What this task involves: Could the data underneath be repeated exactly, in full?

═════ Data for this task ═════

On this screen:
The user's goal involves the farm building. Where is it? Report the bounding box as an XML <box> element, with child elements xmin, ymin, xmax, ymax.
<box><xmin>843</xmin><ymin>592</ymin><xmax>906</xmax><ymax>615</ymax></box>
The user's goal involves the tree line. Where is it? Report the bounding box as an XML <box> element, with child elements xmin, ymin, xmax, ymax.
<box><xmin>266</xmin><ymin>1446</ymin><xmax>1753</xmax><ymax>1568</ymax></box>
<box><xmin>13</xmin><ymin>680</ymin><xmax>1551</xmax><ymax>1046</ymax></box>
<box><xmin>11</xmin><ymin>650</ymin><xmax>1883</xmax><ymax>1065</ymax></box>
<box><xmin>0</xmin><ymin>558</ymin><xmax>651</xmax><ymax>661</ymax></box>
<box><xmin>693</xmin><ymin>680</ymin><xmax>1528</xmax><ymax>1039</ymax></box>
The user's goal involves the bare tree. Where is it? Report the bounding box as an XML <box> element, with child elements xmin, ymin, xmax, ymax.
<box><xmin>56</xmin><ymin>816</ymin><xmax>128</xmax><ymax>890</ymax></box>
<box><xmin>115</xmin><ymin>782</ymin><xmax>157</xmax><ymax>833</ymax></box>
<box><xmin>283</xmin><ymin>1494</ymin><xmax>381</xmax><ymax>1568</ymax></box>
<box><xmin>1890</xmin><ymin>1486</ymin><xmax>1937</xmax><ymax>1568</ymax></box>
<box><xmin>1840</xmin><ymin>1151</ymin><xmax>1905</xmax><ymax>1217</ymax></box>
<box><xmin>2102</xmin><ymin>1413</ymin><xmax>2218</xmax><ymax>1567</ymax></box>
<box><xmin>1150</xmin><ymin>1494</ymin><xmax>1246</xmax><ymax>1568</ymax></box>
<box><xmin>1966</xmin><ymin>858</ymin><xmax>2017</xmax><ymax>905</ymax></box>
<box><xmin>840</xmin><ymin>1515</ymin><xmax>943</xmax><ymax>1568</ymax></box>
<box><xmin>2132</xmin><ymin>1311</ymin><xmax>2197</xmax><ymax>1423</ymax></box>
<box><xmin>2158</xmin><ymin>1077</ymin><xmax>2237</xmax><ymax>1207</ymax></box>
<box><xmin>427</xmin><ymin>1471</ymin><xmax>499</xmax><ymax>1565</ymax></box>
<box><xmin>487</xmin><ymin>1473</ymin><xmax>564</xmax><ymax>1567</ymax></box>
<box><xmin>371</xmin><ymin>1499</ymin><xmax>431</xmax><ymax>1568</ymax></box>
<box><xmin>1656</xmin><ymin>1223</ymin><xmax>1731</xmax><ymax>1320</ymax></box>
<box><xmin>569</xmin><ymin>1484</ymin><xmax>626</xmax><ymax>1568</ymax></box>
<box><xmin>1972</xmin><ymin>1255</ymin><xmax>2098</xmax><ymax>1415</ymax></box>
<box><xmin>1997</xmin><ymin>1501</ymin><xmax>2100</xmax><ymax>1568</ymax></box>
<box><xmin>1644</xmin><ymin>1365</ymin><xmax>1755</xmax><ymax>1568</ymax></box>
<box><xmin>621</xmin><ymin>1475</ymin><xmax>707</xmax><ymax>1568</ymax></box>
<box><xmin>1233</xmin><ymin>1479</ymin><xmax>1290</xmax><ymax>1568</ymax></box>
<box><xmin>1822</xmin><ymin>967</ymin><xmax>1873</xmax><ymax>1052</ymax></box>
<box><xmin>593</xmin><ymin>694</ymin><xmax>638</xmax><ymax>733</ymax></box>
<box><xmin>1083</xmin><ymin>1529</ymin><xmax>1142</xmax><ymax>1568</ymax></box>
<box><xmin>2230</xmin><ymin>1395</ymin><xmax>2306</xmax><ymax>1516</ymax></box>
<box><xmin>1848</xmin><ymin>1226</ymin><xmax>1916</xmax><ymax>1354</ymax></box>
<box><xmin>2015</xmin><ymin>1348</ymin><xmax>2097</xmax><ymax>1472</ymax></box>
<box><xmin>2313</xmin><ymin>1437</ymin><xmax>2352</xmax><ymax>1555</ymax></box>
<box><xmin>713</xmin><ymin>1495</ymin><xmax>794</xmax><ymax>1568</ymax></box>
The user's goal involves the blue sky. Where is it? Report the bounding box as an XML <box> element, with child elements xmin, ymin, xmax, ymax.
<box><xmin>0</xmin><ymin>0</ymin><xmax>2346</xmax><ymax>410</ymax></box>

═════

Written solution:
On this screen:
The user's goal involves the farm building. Where is it? Report the bounding box as an XML <box> element, with child elements xmin, ymin, xmax, ymax.
<box><xmin>843</xmin><ymin>592</ymin><xmax>906</xmax><ymax>615</ymax></box>
The user's goal involves the tree line. Where is it? Report the bounding box as an XML <box> element, with child elements xmin, ymin, xmax, ymax.
<box><xmin>266</xmin><ymin>1446</ymin><xmax>1753</xmax><ymax>1568</ymax></box>
<box><xmin>13</xmin><ymin>680</ymin><xmax>1551</xmax><ymax>1046</ymax></box>
<box><xmin>11</xmin><ymin>650</ymin><xmax>1883</xmax><ymax>1065</ymax></box>
<box><xmin>0</xmin><ymin>558</ymin><xmax>651</xmax><ymax>661</ymax></box>
<box><xmin>693</xmin><ymin>680</ymin><xmax>1528</xmax><ymax>1039</ymax></box>
The user's goal involves the bare tree. Where is it? Report the bounding box as an XML <box> element, with child elements xmin, ymin, xmax, ymax.
<box><xmin>56</xmin><ymin>816</ymin><xmax>128</xmax><ymax>890</ymax></box>
<box><xmin>115</xmin><ymin>782</ymin><xmax>157</xmax><ymax>833</ymax></box>
<box><xmin>283</xmin><ymin>1494</ymin><xmax>381</xmax><ymax>1568</ymax></box>
<box><xmin>1890</xmin><ymin>1486</ymin><xmax>1937</xmax><ymax>1568</ymax></box>
<box><xmin>1840</xmin><ymin>1151</ymin><xmax>1905</xmax><ymax>1217</ymax></box>
<box><xmin>2102</xmin><ymin>1413</ymin><xmax>2218</xmax><ymax>1567</ymax></box>
<box><xmin>1150</xmin><ymin>1494</ymin><xmax>1246</xmax><ymax>1568</ymax></box>
<box><xmin>1966</xmin><ymin>858</ymin><xmax>2017</xmax><ymax>905</ymax></box>
<box><xmin>840</xmin><ymin>1515</ymin><xmax>943</xmax><ymax>1568</ymax></box>
<box><xmin>2132</xmin><ymin>1311</ymin><xmax>2197</xmax><ymax>1423</ymax></box>
<box><xmin>2158</xmin><ymin>1077</ymin><xmax>2237</xmax><ymax>1207</ymax></box>
<box><xmin>427</xmin><ymin>1471</ymin><xmax>499</xmax><ymax>1565</ymax></box>
<box><xmin>487</xmin><ymin>1473</ymin><xmax>564</xmax><ymax>1567</ymax></box>
<box><xmin>371</xmin><ymin>1499</ymin><xmax>431</xmax><ymax>1568</ymax></box>
<box><xmin>1656</xmin><ymin>1223</ymin><xmax>1731</xmax><ymax>1320</ymax></box>
<box><xmin>569</xmin><ymin>1484</ymin><xmax>626</xmax><ymax>1568</ymax></box>
<box><xmin>1972</xmin><ymin>1255</ymin><xmax>2098</xmax><ymax>1415</ymax></box>
<box><xmin>1997</xmin><ymin>1501</ymin><xmax>2100</xmax><ymax>1568</ymax></box>
<box><xmin>1644</xmin><ymin>1365</ymin><xmax>1755</xmax><ymax>1568</ymax></box>
<box><xmin>621</xmin><ymin>1475</ymin><xmax>707</xmax><ymax>1568</ymax></box>
<box><xmin>1233</xmin><ymin>1479</ymin><xmax>1290</xmax><ymax>1568</ymax></box>
<box><xmin>1822</xmin><ymin>967</ymin><xmax>1873</xmax><ymax>1052</ymax></box>
<box><xmin>593</xmin><ymin>694</ymin><xmax>638</xmax><ymax>733</ymax></box>
<box><xmin>1083</xmin><ymin>1529</ymin><xmax>1142</xmax><ymax>1568</ymax></box>
<box><xmin>2230</xmin><ymin>1395</ymin><xmax>2306</xmax><ymax>1516</ymax></box>
<box><xmin>1848</xmin><ymin>1226</ymin><xmax>1916</xmax><ymax>1354</ymax></box>
<box><xmin>2015</xmin><ymin>1348</ymin><xmax>2097</xmax><ymax>1472</ymax></box>
<box><xmin>2313</xmin><ymin>1437</ymin><xmax>2352</xmax><ymax>1555</ymax></box>
<box><xmin>713</xmin><ymin>1495</ymin><xmax>794</xmax><ymax>1568</ymax></box>
The user's goal involves the blue sky. Where is it? Report the bounding box as an XML <box> element, with child elements xmin, ymin, xmax, ymax.
<box><xmin>0</xmin><ymin>0</ymin><xmax>2346</xmax><ymax>410</ymax></box>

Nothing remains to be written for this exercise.